TASK REQUIREMENTS
Scan the material for the word "forehead", then return every line where it appears.

Segment Start: RECORDS FOR THIS TASK

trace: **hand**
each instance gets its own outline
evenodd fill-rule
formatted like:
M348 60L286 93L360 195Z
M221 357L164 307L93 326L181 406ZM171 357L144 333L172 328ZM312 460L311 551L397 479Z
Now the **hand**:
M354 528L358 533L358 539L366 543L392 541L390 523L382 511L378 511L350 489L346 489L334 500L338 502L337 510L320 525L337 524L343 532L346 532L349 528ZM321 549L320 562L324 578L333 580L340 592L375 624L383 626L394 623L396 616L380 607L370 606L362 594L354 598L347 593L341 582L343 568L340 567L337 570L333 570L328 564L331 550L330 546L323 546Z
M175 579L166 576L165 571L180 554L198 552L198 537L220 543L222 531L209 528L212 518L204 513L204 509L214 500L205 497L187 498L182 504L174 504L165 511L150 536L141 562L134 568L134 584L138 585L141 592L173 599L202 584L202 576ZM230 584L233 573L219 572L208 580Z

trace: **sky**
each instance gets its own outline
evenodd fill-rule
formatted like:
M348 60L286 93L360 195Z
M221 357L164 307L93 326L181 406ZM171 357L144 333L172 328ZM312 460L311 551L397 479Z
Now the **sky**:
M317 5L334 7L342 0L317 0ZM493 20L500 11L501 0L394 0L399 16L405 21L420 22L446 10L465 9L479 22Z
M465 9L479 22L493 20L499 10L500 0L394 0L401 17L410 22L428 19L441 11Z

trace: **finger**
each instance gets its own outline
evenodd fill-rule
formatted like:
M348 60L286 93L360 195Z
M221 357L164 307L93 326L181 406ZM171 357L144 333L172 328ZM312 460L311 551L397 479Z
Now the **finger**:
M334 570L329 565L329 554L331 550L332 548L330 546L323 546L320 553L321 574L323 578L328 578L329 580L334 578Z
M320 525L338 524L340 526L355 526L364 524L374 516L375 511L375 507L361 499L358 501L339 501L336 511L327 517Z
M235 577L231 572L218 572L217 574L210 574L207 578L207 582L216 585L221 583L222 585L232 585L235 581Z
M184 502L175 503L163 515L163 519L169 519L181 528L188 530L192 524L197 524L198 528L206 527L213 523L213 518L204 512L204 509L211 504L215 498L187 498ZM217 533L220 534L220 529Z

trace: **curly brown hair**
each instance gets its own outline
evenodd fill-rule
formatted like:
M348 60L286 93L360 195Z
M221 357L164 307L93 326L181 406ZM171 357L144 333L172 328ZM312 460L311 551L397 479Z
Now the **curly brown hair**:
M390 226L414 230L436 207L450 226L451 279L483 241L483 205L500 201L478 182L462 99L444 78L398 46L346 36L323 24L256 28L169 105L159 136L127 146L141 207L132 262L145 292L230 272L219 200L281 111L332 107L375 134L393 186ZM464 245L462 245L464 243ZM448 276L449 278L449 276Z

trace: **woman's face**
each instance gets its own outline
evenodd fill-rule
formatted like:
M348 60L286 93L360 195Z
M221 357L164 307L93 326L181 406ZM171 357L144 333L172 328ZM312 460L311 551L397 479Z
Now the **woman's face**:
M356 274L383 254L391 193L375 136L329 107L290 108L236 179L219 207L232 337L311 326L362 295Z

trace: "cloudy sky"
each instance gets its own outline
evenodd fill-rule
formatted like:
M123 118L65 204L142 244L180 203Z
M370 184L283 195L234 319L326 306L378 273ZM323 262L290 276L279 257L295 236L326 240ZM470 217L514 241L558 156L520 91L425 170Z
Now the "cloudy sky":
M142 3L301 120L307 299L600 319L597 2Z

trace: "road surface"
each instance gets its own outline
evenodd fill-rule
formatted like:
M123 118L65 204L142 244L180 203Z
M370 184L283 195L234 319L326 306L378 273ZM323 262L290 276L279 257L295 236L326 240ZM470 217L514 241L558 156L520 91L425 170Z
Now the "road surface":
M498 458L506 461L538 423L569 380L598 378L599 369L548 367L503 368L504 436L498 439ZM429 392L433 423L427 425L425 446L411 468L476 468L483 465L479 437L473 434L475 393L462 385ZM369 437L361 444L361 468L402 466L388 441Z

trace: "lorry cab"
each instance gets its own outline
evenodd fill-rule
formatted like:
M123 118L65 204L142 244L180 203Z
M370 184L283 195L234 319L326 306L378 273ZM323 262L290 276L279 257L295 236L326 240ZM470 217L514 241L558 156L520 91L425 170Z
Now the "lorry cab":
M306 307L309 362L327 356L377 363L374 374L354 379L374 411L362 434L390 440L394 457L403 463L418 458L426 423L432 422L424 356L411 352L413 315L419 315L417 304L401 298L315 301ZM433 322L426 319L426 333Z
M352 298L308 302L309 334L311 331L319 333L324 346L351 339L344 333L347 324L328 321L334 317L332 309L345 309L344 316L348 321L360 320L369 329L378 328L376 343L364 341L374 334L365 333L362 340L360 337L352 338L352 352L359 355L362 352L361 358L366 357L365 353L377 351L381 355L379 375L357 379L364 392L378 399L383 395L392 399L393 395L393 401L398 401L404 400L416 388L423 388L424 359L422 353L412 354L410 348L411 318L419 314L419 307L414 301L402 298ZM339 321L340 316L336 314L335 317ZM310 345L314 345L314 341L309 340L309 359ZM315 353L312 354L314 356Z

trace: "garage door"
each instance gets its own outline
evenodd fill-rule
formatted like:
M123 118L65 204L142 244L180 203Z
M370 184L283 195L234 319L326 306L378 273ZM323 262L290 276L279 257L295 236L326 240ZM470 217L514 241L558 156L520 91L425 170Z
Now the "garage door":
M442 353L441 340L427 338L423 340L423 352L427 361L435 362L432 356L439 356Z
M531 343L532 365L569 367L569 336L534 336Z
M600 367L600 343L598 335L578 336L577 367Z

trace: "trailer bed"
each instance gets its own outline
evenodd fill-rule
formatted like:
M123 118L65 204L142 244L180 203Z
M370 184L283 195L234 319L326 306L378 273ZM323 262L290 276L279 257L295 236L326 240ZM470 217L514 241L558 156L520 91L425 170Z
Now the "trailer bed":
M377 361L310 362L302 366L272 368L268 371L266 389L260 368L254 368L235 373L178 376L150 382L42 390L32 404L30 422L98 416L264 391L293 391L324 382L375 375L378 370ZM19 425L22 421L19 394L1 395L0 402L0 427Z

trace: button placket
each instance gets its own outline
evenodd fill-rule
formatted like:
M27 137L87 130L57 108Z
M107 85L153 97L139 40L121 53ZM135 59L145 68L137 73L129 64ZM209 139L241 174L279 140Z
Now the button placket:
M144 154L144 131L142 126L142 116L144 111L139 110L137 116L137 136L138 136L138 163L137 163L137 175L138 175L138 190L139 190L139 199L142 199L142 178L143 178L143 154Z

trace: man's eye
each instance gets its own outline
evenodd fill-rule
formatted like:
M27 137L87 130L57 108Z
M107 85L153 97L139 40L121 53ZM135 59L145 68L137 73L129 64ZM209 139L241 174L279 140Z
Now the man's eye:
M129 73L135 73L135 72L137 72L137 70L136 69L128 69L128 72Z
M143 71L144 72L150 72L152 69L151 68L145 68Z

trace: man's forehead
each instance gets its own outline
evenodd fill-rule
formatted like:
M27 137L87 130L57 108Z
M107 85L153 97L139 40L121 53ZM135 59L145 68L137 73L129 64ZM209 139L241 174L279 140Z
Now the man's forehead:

Segment End: RECORDS FOR THIS TASK

EXPECTED ANSWER
trace: man's forehead
Now the man's forehead:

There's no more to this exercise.